### What the exercise asks:
Please duplicate the stretch of data from its start through the line containing "48,73 -> 80,102", reproducing every line unchanged.

Excerpts of labeled region data:
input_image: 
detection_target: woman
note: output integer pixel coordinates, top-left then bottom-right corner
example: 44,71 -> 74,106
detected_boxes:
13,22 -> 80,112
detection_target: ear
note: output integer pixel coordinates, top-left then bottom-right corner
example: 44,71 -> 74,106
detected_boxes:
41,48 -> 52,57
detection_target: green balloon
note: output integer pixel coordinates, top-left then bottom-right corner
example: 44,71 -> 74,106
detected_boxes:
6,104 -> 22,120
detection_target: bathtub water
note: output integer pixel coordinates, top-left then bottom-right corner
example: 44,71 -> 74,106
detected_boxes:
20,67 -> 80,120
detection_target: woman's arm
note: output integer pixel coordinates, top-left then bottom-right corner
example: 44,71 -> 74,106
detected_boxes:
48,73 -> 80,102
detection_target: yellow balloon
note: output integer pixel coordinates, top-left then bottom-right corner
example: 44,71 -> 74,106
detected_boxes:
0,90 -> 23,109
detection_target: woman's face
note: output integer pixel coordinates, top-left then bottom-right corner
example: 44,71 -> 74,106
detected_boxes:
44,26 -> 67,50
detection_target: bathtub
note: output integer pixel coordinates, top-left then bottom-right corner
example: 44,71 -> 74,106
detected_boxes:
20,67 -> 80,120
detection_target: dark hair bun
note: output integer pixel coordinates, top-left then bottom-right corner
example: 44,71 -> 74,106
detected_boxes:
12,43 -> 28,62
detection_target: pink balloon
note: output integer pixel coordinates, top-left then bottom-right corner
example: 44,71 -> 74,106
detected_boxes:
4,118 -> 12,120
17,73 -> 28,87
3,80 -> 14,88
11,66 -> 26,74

### Solution for this task:
input_image: 
detection_target: woman
note: output integer pixel coordinates, top-left then bottom-right corner
example: 44,71 -> 74,106
detected_boxes:
13,22 -> 80,112
detection_target: ear
note: output integer pixel coordinates, top-left then bottom-right corner
example: 44,71 -> 74,106
detected_boxes:
41,48 -> 52,57
detection_target: green balloon
note: output integer pixel coordinates, top-left then bottom-right corner
example: 44,71 -> 74,106
detected_boxes:
6,104 -> 22,120
detection_target: bathtub water
note: output integer pixel coordinates, top-left then bottom-right corner
example: 44,71 -> 74,106
detected_boxes:
20,67 -> 80,120
detection_target: woman's arm
note: output integer pixel coordinates, top-left then bottom-right corner
example: 44,71 -> 74,106
detected_boxes:
48,73 -> 80,102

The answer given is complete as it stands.